Nuestra época tiene una actitud ambivalente en torno al suicidio. Algunos sectores piden la legalización del suicidio asistido como si fuera lo más chic en materia de “muerte digna”, el gesto último en el que el ser humano afirma su autonomía y renuncia a una vida de la que ya no espera nada. Pero cuando se produce el suicidio de algún famoso, como en estos días los de la diseñadora Kate Spade, el chef Anthony Bourdain o el DJ Avicii, no celebramos su libertad, sino que lo sentimos como una pérdida y nos preguntamos qué pudo llevarle a esa decisión desesperada. Siempre es inquietante descubrir que el éxito no garantiza por sí solo la satisfacción de una vida digna de ser vivida.
Pero el suicidio de los triunfadores es solo la punta noticiosa de un fenómeno que en algunos países se ha convertido en un problema de salud pública. En EE.UU., la tasa de suicidios ha crecido un 25% desde 1999 hasta alcanzar los 13,42 por 100.000 habitantes, lo cual supone volver a los niveles de los años 80. Casi 45.000 americanos se suicidaron en 2016, el doble de los muertos por homicidio.

Problema:
Traduce al inglés esta oración del texto sobre el suicidio: "Siempre es inquietante descubrir que el éxito no garantiza por sí solo la satisfacción de una vida digna de ser vivida."

Datos para examinar:
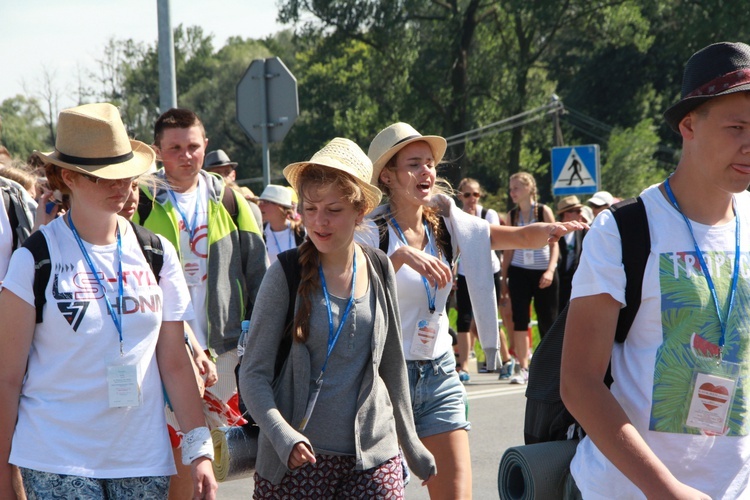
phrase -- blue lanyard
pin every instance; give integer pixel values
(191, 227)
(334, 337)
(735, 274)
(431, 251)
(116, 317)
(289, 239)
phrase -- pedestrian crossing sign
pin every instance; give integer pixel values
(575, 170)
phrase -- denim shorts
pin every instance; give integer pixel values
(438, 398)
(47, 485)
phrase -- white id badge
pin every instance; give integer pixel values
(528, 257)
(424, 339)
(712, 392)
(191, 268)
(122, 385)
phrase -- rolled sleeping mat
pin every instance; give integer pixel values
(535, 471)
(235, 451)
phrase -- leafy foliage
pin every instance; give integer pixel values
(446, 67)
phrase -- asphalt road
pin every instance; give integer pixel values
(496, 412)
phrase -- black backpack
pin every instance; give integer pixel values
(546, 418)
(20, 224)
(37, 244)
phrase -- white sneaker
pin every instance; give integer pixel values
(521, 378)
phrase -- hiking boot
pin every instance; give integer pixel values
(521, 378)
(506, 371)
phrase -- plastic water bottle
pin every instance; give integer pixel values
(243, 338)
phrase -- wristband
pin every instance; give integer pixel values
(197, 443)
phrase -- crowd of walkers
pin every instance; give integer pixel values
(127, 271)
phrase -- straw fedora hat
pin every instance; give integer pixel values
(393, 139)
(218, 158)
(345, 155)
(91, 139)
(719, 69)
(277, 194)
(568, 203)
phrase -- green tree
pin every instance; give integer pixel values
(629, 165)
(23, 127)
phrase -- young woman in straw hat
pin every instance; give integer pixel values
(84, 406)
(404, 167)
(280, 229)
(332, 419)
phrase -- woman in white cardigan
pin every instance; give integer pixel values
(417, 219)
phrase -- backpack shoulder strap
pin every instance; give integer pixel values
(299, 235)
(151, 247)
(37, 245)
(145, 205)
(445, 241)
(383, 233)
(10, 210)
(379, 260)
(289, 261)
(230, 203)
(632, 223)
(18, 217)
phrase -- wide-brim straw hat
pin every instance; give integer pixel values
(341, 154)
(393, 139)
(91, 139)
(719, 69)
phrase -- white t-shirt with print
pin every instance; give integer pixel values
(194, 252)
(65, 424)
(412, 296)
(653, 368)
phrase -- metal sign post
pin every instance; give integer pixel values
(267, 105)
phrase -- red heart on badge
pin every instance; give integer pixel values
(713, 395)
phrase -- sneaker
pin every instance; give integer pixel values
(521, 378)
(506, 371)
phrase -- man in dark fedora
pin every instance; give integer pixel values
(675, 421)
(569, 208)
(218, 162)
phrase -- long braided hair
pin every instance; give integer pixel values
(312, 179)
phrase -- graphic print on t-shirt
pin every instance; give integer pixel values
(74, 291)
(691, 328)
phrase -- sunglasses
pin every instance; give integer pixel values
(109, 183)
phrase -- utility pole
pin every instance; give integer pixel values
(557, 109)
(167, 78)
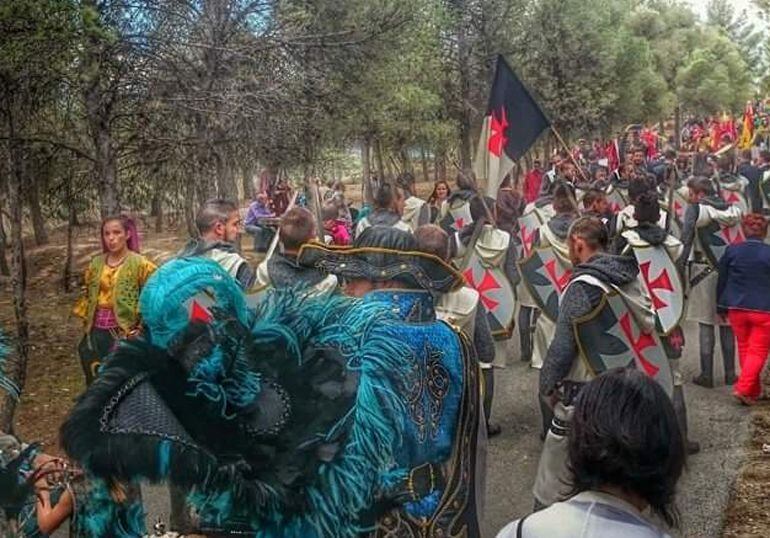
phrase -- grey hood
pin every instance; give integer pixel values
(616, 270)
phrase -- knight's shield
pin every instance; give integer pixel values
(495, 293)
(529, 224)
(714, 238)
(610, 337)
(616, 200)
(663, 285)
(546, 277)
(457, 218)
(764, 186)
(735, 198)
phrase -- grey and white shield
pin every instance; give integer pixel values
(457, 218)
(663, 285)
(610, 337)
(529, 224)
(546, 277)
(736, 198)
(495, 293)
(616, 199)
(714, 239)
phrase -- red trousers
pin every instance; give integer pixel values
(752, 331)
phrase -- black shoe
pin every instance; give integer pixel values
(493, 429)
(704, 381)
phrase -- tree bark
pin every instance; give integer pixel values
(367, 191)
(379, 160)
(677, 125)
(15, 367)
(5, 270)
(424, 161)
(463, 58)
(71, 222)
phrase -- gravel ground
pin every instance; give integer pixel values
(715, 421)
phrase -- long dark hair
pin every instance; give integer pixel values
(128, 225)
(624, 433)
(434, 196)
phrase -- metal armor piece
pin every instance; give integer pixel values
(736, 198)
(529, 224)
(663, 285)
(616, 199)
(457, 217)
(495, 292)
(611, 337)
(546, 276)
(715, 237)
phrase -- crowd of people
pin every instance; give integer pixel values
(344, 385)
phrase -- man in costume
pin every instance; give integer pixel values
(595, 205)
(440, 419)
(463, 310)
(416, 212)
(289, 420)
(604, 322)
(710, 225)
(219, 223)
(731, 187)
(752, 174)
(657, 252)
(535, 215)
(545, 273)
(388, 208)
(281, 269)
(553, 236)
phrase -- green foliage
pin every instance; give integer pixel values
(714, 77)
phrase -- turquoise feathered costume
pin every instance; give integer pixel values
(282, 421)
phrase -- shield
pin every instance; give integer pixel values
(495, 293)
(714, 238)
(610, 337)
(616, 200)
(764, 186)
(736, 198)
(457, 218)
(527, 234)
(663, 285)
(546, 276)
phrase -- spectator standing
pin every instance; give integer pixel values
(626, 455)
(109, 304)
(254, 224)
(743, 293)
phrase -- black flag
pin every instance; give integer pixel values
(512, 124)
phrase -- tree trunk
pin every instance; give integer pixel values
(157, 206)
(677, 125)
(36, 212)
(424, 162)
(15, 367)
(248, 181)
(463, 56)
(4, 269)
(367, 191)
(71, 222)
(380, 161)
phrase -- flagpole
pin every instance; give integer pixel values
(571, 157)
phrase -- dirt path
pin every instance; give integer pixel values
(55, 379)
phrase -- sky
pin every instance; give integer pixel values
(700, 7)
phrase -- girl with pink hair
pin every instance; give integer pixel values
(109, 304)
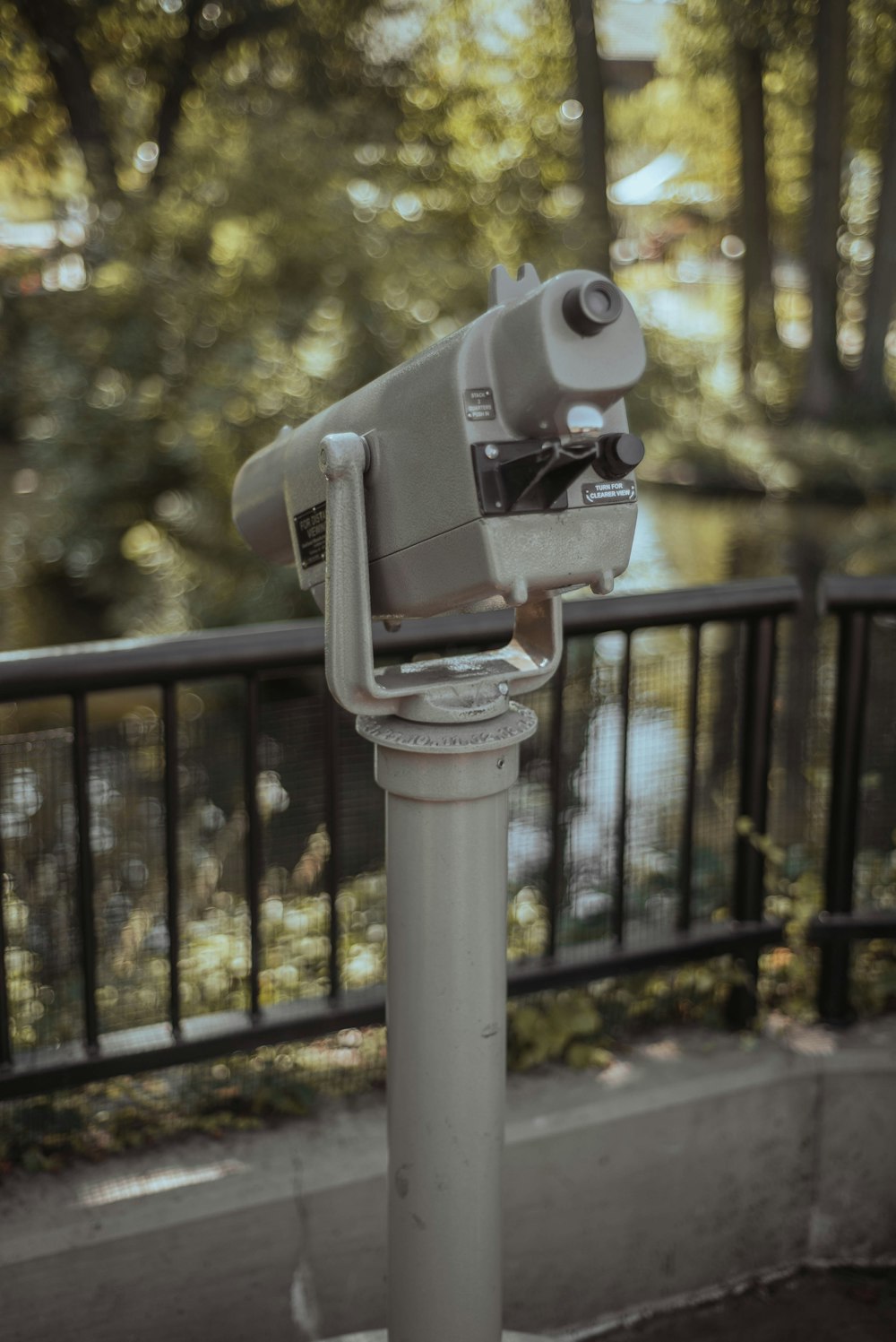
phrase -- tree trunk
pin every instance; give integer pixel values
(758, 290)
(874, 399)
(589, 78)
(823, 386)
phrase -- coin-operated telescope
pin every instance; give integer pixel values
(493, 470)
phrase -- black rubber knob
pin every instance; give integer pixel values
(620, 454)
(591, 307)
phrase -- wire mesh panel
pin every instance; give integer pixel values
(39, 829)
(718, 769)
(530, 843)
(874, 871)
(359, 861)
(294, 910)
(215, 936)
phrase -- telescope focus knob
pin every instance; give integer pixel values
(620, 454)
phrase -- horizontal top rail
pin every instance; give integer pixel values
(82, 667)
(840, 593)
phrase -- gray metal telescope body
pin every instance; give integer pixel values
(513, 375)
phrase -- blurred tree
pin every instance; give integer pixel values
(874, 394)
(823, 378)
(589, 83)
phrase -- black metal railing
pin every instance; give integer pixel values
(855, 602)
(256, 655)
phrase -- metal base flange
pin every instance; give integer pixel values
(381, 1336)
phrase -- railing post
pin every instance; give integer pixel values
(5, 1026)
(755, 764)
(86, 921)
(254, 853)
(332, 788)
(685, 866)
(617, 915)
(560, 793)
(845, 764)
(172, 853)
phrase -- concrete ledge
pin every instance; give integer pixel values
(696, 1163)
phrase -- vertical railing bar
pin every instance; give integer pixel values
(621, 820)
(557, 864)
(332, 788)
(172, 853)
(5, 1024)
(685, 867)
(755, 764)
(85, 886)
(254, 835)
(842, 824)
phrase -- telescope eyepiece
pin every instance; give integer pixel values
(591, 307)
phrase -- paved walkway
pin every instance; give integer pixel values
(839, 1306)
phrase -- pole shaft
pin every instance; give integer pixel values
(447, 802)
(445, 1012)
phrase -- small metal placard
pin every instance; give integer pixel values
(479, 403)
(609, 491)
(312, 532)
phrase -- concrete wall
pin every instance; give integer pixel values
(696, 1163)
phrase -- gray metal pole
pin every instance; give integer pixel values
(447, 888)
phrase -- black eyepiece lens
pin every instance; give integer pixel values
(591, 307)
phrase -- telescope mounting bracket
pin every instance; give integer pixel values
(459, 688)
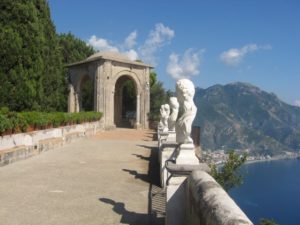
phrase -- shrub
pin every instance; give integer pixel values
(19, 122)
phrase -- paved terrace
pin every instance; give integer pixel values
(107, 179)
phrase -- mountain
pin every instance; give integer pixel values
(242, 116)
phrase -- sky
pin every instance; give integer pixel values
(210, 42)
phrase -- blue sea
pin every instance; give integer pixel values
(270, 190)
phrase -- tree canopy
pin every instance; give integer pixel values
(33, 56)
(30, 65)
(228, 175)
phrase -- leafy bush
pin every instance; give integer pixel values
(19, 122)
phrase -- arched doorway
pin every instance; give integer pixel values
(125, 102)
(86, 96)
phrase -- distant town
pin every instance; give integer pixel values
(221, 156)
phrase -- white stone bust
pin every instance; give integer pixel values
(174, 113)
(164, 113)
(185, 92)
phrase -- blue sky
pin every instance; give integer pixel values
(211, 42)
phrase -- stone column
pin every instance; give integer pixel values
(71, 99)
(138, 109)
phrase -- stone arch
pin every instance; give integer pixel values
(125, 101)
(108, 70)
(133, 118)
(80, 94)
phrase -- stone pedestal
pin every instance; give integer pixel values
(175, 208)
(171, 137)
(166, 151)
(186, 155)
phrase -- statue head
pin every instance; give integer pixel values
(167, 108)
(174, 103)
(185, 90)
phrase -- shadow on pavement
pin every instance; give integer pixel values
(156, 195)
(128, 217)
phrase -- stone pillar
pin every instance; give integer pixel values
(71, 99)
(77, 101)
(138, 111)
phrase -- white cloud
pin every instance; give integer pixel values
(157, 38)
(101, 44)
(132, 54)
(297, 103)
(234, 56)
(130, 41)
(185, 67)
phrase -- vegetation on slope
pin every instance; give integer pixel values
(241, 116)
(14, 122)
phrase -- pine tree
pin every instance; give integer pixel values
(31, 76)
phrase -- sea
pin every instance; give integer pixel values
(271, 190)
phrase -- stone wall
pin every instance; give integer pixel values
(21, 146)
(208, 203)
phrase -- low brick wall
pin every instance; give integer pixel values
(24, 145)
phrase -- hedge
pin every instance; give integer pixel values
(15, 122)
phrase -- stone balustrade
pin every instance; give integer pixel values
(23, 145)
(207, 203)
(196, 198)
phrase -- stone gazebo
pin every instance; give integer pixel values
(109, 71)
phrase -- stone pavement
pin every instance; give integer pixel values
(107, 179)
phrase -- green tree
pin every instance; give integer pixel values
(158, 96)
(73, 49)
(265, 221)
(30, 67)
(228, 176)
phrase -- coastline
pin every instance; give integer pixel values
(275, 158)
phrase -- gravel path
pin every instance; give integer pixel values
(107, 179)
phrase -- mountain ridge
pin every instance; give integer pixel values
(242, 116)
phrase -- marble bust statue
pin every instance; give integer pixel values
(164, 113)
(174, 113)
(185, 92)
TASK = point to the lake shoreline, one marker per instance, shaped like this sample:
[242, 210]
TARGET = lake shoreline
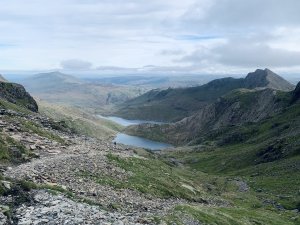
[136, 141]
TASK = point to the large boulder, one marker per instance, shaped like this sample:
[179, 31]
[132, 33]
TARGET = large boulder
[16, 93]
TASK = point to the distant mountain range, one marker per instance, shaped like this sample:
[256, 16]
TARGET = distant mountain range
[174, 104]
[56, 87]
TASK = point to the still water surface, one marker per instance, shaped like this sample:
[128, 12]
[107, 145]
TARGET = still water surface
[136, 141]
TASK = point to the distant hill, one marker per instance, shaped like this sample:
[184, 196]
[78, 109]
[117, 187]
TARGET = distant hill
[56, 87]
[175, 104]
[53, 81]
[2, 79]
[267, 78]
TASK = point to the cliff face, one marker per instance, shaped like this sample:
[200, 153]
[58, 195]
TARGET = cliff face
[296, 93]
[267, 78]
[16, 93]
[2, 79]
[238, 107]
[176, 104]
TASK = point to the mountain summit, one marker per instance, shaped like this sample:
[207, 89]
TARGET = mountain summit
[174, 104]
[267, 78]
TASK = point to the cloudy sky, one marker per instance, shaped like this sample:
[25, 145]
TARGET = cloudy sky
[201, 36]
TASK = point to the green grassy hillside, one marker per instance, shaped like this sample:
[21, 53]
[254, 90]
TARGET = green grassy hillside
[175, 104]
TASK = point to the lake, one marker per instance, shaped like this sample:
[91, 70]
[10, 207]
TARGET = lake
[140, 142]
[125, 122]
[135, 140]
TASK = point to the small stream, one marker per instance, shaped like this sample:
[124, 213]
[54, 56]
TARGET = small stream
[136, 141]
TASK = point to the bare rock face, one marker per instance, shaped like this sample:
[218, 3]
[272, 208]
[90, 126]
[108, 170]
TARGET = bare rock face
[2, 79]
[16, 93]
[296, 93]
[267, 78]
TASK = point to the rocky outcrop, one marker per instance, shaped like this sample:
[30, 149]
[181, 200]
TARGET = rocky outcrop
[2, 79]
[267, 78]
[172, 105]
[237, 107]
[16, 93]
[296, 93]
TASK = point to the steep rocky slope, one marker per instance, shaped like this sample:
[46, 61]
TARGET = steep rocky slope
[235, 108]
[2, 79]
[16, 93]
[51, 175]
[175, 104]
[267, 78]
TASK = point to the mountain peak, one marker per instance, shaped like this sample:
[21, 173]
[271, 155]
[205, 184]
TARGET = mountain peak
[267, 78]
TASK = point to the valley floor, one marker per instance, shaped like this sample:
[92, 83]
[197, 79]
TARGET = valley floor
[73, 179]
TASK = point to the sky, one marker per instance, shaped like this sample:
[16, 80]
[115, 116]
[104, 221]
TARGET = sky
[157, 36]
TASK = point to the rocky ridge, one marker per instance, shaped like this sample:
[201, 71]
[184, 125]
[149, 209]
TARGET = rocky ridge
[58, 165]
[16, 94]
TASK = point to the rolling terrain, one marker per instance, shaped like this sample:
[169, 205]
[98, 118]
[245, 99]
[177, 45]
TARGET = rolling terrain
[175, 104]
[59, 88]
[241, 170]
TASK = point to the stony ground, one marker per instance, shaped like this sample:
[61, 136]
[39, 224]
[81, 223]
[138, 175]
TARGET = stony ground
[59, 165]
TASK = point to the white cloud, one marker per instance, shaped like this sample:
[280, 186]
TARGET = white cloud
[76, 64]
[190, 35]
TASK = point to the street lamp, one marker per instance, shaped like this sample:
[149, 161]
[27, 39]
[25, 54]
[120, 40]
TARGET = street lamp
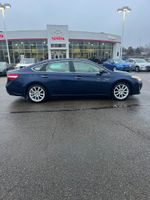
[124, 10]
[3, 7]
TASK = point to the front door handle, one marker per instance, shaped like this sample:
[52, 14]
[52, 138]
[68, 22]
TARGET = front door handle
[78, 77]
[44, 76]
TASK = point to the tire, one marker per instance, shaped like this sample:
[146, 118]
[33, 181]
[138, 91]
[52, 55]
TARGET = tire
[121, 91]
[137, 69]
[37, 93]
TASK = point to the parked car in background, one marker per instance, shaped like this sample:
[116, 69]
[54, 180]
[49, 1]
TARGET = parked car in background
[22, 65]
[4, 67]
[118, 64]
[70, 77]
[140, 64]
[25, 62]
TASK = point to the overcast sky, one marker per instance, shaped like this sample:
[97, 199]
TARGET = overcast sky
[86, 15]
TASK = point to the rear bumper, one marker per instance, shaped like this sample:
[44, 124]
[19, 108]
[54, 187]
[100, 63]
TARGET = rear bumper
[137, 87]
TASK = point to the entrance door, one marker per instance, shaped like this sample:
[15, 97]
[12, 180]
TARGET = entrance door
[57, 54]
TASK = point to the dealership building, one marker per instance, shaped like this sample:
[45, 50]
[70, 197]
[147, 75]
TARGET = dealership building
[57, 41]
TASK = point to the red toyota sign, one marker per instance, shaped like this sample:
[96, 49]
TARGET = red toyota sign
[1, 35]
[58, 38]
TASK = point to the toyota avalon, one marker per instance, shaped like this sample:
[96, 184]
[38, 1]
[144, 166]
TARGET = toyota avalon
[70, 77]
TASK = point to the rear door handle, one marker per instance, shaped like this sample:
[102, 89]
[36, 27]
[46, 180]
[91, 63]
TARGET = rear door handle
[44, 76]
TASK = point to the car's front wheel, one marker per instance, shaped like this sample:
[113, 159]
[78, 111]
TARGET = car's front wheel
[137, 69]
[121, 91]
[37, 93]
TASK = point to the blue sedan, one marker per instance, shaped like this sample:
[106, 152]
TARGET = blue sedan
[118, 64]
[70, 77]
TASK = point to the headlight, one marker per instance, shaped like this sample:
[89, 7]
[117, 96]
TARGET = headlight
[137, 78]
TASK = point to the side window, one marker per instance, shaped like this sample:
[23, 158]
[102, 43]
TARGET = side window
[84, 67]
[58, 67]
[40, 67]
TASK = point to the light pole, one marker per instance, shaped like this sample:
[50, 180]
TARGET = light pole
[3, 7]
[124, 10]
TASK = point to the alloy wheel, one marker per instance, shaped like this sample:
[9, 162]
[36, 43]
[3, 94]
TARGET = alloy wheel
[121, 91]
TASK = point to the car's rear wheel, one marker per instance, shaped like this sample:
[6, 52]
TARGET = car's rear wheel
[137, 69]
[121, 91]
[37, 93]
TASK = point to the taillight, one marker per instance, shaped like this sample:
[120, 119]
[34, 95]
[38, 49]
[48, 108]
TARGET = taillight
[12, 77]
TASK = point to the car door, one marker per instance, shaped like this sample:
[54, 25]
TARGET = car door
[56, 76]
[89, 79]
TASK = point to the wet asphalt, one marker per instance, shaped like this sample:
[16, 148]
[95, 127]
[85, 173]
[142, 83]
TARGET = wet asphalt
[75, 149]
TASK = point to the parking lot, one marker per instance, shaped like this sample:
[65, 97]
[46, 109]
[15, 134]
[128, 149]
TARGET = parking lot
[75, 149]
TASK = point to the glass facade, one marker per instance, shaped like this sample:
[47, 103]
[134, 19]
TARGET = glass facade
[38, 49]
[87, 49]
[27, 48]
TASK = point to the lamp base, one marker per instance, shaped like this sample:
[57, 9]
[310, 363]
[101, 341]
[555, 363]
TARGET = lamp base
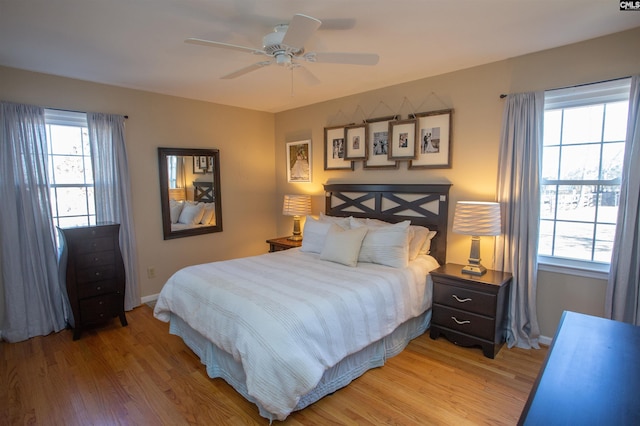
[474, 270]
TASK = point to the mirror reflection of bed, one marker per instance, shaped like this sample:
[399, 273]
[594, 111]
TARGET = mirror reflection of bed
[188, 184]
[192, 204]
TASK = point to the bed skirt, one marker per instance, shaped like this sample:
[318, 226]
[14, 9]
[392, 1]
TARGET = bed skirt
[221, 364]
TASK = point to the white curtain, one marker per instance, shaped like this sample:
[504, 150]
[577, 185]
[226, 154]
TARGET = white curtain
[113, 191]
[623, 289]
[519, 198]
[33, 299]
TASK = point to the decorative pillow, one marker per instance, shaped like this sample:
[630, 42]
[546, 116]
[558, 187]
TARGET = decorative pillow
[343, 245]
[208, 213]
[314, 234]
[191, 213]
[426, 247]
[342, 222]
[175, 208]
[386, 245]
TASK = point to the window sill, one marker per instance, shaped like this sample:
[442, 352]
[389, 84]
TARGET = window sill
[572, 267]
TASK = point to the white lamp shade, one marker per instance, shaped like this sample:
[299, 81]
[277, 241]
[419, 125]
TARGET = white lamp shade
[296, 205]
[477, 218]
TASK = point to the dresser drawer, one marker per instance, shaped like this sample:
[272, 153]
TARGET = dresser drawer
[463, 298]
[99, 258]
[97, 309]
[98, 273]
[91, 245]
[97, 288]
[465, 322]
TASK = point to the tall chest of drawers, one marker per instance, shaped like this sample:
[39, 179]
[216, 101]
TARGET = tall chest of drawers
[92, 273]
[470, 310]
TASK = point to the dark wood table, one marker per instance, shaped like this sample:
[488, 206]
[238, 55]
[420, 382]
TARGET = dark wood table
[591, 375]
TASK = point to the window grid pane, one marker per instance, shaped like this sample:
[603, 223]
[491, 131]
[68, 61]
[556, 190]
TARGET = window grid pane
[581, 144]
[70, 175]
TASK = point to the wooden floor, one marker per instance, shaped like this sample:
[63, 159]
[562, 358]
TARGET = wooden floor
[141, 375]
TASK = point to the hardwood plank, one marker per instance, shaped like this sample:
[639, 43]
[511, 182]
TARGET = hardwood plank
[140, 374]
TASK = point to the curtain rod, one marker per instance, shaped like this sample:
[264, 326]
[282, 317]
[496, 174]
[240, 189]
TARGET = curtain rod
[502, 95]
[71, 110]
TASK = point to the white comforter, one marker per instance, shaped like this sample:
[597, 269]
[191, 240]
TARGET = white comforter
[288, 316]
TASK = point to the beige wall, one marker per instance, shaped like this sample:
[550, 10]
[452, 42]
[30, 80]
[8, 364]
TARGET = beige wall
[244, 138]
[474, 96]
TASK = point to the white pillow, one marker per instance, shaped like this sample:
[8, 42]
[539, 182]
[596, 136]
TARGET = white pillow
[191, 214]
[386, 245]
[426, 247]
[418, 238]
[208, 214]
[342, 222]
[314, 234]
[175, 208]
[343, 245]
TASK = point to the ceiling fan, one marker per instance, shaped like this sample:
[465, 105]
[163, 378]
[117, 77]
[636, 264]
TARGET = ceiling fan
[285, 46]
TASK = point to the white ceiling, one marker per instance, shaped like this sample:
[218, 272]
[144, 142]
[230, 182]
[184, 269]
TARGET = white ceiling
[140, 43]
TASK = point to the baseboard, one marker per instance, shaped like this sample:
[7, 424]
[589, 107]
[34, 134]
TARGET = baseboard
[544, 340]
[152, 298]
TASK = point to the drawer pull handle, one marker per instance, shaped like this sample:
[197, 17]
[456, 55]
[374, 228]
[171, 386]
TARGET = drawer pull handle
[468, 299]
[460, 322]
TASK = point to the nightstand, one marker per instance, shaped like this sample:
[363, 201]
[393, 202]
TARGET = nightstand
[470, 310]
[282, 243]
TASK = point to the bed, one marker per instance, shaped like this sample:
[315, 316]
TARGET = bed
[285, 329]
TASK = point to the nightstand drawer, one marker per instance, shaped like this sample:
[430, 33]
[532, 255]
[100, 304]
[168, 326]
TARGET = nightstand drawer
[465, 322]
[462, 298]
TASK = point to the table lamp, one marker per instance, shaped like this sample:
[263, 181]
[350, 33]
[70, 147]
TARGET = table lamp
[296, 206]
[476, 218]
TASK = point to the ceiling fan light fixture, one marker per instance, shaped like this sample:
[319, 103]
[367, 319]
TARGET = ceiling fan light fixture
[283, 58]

Respuesta:
It is always unsettling to discover that success alone does not guarantee the fulfillment of a life worth living.